-- Start of Input material --
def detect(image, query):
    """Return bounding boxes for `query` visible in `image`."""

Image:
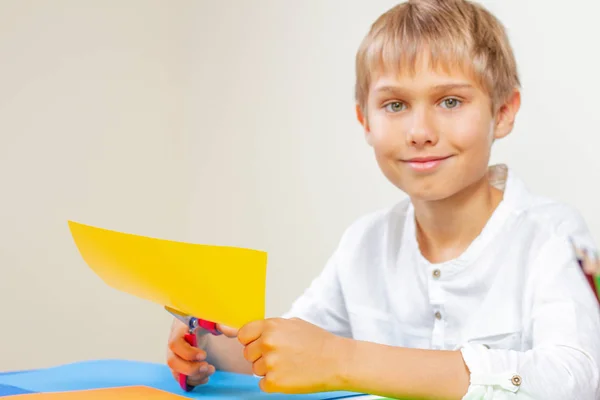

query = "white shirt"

[285,166,600,400]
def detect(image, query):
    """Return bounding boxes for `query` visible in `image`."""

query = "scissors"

[165,306,221,392]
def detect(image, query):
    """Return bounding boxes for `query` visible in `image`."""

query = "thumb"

[217,324,238,338]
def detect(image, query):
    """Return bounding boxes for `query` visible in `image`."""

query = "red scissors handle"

[179,319,221,392]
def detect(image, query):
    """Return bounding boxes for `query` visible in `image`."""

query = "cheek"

[446,109,493,155]
[369,115,402,157]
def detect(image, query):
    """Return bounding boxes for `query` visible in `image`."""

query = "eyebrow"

[375,83,474,93]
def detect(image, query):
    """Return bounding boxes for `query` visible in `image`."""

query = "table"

[0,359,390,400]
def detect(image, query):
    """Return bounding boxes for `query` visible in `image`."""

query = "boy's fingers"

[244,340,262,363]
[217,324,238,338]
[238,320,264,346]
[169,337,206,361]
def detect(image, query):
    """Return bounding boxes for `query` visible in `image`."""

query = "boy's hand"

[167,319,237,386]
[581,247,600,276]
[238,318,351,393]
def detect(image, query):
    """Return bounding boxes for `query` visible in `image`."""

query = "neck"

[413,175,503,263]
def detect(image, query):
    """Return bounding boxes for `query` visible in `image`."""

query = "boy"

[168,0,600,400]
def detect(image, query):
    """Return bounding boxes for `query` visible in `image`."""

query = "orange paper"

[10,386,186,400]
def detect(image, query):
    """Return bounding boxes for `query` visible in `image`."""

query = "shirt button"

[510,375,522,386]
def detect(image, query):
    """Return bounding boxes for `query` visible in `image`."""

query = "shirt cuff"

[460,344,523,400]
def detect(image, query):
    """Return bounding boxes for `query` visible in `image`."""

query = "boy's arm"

[348,237,600,400]
[238,233,600,400]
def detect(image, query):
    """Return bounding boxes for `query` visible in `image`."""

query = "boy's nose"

[406,110,439,148]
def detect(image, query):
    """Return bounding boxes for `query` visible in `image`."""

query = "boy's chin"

[396,182,460,202]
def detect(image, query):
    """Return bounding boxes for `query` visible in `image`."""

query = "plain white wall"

[0,0,190,370]
[0,0,600,370]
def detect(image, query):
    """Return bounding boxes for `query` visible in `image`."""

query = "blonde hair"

[355,0,520,116]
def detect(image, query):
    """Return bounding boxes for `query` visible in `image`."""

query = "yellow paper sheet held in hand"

[69,221,267,328]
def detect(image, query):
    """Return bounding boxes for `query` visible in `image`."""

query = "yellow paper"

[69,221,267,328]
[10,386,185,400]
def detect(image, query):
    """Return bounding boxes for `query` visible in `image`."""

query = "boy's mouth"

[402,156,452,172]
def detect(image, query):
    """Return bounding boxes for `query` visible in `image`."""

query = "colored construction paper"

[5,386,186,400]
[0,360,357,400]
[69,221,267,328]
[0,385,31,397]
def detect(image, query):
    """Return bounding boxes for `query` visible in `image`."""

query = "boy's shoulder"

[342,165,596,253]
[506,171,595,252]
[341,198,411,249]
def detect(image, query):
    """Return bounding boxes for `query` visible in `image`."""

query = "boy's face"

[357,56,519,201]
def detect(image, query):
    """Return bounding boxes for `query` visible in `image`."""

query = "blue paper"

[0,360,358,400]
[0,385,33,397]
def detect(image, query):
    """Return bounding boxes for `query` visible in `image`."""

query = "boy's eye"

[442,97,461,109]
[385,101,405,112]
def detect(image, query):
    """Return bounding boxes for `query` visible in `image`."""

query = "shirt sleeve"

[283,250,352,338]
[461,236,600,400]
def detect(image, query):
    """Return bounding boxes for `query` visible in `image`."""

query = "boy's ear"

[356,104,371,145]
[494,90,521,139]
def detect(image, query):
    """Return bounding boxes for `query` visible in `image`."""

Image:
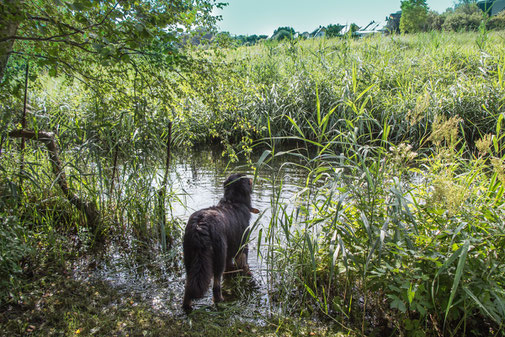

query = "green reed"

[258,86,505,335]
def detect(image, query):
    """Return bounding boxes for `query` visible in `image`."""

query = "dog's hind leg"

[235,246,251,276]
[212,240,226,303]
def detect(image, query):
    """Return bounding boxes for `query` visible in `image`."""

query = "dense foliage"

[0,8,505,336]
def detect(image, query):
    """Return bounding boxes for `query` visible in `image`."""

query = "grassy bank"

[0,32,505,336]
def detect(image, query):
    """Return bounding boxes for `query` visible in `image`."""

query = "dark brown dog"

[182,174,259,311]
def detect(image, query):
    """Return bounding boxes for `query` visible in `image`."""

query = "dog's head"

[223,173,252,208]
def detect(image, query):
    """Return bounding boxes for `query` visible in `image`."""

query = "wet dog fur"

[182,174,258,311]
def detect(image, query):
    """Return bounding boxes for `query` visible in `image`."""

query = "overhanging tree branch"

[9,130,100,231]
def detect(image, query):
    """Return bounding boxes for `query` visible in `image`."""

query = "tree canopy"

[0,0,223,84]
[400,0,428,33]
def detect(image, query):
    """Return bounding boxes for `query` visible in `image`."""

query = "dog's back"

[183,174,251,310]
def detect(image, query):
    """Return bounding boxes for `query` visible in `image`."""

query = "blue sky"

[215,0,454,35]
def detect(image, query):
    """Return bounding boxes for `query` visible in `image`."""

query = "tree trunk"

[0,0,24,82]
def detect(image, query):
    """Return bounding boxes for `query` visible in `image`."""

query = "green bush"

[0,214,31,302]
[488,11,505,30]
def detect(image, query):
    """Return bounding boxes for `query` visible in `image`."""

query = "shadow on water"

[75,149,304,324]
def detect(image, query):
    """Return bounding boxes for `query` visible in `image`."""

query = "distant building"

[310,26,326,37]
[477,0,505,16]
[384,11,402,33]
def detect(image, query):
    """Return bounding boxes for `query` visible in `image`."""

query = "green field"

[0,31,505,336]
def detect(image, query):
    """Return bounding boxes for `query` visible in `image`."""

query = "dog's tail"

[183,219,213,310]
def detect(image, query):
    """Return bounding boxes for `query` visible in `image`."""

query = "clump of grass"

[256,90,505,335]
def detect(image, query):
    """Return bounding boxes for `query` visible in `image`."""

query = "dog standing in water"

[182,174,259,311]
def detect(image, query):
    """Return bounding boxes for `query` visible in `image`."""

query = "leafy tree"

[488,11,505,29]
[425,11,445,31]
[272,27,296,40]
[0,0,222,81]
[442,4,483,31]
[326,24,345,37]
[348,23,359,35]
[400,0,428,33]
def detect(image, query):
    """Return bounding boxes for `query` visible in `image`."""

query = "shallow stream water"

[75,150,303,321]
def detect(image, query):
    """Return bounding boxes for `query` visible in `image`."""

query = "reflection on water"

[76,147,304,319]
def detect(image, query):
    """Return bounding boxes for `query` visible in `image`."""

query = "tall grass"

[258,88,505,335]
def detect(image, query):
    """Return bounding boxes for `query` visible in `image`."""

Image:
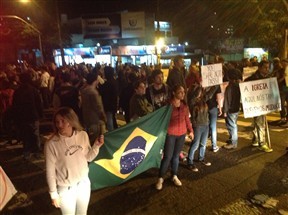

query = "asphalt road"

[0,113,288,215]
-- End of Input material --
> [Task to complete]: Transcribe each entry precisely as given, leaving the pictures out.

> [Final result]:
def detect(image, query):
    """Return bounding boxes for `query` visible in `image`."""

Image:

query = "white shirt"

[285,166,600,400]
def detect(image, query):
    """Return bounding boxes for `query` visible in `image`."""

query = "scissors"

[165,306,221,392]
def detect(image, query):
    """Return bounding boxes for `query` visible in `image`."""

query = "thumb"

[217,324,238,338]
def detect(image, query):
    """Return bounding boxes for `query` visible in `image`."""

query = "red scissors handle"

[179,319,221,392]
def detect(image, query):
    """Return bounding boxes for `query` visible in `image`."""

query = "cheek"

[446,109,493,155]
[369,115,402,157]
def detect(image, query):
    """Return bounding boxes for `query` visible in `image`."""

query = "eyebrow"

[375,83,474,93]
def detect(image, query):
    """Return bounding boxes for `query` visible in `image`."""

query = "table"

[0,359,390,400]
def detect(image, query):
    """Return bounding boxes for `query` visible in `image`."""

query = "boy's fingers"

[244,340,262,363]
[217,324,238,338]
[238,320,264,346]
[169,337,206,361]
def detect(image, query):
    """Return bounding boxes for `query` visible in `image`."""

query = "boy's hand"

[167,319,237,386]
[581,247,600,276]
[238,318,351,393]
def detect(image, query):
    """Return bounding boxes for `query` visible in `image`."""

query = "neck"

[413,175,503,263]
def detect(image, query):
    """Return bounding boxes for `query` visible in `image`."""

query = "boy"

[168,0,600,400]
def detect(image, query):
    """Return bounding boxes for `query` visible in `image`."""

query = "orange paper"

[10,386,186,400]
def detect(image, query):
    """Return bounding boxes for `query` visible in `image`."""

query = "shirt button"

[510,375,522,386]
def detect(image, query):
    """Return bounding boxes for `query` visible in `image`."""

query = "shirt cuff"

[460,344,523,400]
def detect(image, query):
    """Return bounding boxes for `query` visible in `image`."""

query = "boy's arm"

[348,237,600,400]
[238,233,600,400]
def detect(image, query):
    """Return bounding boxes for `query` visible in `image`."""

query = "boy's nose"

[406,110,439,148]
def detect(image, query):
    """Return bounding boxes for `query` visible in `image`."""

query = "boy's chin"

[396,182,460,202]
def detect(image, query):
    """Return bounding boxes for `query` visible in `image`."""

query = "plain white wall"

[0,0,190,370]
[0,0,600,370]
def detect(image, query):
    """Return bounding boxes for `query` visible in `image`."""

query = "blonde hair"

[355,0,520,116]
def detect(image, query):
    """Return bounding boxes for `query` visible in `image`."""

query = "yellow paper sheet held in hand"

[69,221,267,328]
def detect(image, query):
    """Return bounding boxes for `query` visible in `image`."""

query = "yellow paper"

[69,221,267,328]
[10,386,185,400]
def detect(image, query):
    """Return bounding boxes for `query` visible in `image`."""

query = "boy's mouth"

[402,156,452,172]
def detect(image, query):
    """Return bounding boxes for `query` visible in `image`."""

query = "colored construction paper"

[5,386,186,400]
[0,360,357,400]
[69,221,267,328]
[0,385,31,397]
def detect(image, query):
    """Return bounding boxes for `query` visible in `image`."""

query = "boy's shoulder"

[342,165,596,253]
[506,171,595,252]
[341,198,411,249]
def detect(image, query):
    """Return bounding boxes for `query` visible in `image`."""

query = "boy's face"

[357,56,519,201]
def detect(image, query):
    """Return bounding boxes for `query` visible in `image`."""

query = "blue paper"

[0,360,358,400]
[0,385,33,397]
def detect(image, query):
    """Return bounding boxes for `query` visible in `image`."""

query = "boy's eye"

[442,97,461,109]
[385,101,405,112]
def detect(image, query):
    """Return bounding boxes for `query` visible in `image`."""

query = "shirt sleeve"

[283,250,352,338]
[461,236,600,400]
def detect(image, query):
    """Return bounding boxes for `query` visible in `image`."""

query = "boy's ear"

[356,104,371,145]
[494,90,521,139]
def detect(image, query):
    """Return bounding boxes for `query` visible in `image`."""

Image:

query = "green reed"

[258,86,505,335]
def detect(image, query):
    """Return bounding boxes for `query` visible in `image`."""

query = "dog's hind leg"

[235,246,251,276]
[212,240,226,303]
def detect(image, query):
    """Return bounding boxes for `query` visible in `image`."""

query = "dense foliage"

[0,8,505,336]
def detect(image, query):
    """Return bounding boxes for `query` visible in `image`."""

query = "grassy bank"

[0,32,505,336]
def detect(image, query):
    """Return bounding boxes for `query` visible in `image`."""

query = "dark brown dog"

[182,174,259,311]
def detect(image, query):
    """Return bounding boxes for `query` visible in `image`."""

query = "dog's head"

[223,173,252,208]
def detect(image, query):
    """Return bounding boxes for `query` visible in `image`."""

query = "wet dog fur"

[182,174,258,311]
def detect(image, query):
    """Return bounding boxes for `query` visible in `image`."""

query = "overhanging tree branch"

[9,130,100,231]
def detect(image, query):
    """Return bounding boxes for `query` visible in `image`."""

query = "tree canopy"

[0,0,223,84]
[400,0,428,33]
def detect(image, query):
    """Return bounding boxes for `query` visible in `image`."""

query = "dog's back"

[183,174,251,310]
def detect(image, query):
    """Return bounding boxes for `query` visible in `image`."""

query = "blue sky"

[215,0,454,35]
def detect(image, query):
    """Return bounding boxes for `query` visible in `image`."""

query = "tree trunk"

[0,0,24,82]
def detect(image, query):
    """Return bounding boxes for `query` visible in `image`."""

query = "green bush"

[0,214,31,302]
[488,11,505,30]
def detect(image, query):
    """Return bounding boxes for `query` visible in `image`."""

query = "shadow on water"

[75,149,304,324]
def detect(image, query):
    """Return bounding boxes for `query` visible in `image`."""

query = "distant building"

[310,26,326,37]
[477,0,505,16]
[384,11,402,33]
def detect(image, query):
    """Return bounding boxes for `query` visible in `image`."""

query = "green field"

[0,31,505,336]
def detect(image, query):
    """Return bounding boxes for `query` visible in `image`."""

query = "dog's tail"

[183,219,213,310]
def detect(image, query):
    """Return bounding boxes for `query` visible in `image`."""

query = "clump of grass"

[256,90,505,335]
def detect(image, query):
    """Return bounding boxes for `query` visible in `image`."""

query = "dog standing in water"

[182,174,259,311]
def detect(image, query):
    """Return bounding boxes for `query` visible in `image`."""

query = "leafy tree"

[488,11,505,29]
[425,11,445,31]
[272,27,296,40]
[0,0,222,81]
[442,4,483,31]
[326,24,345,37]
[348,23,359,35]
[400,0,428,33]
def detect(image, query):
    """Return bounding boxes for `query` visible in `image`."""

query = "shallow stream water"

[75,150,303,321]
def detect(image, query):
    """Return bounding boxes for `query` visible in `image`."""

query = "reflection on water"

[76,147,304,319]
def detect(image, query):
    """Return bounding boxes for `query` visible in `image`."""

query = "tall grass"

[258,88,505,335]
def detect(image, query):
    """Return bounding boxes for `query` visible in `image`."""

Image:

query = "asphalt road"

[0,113,288,215]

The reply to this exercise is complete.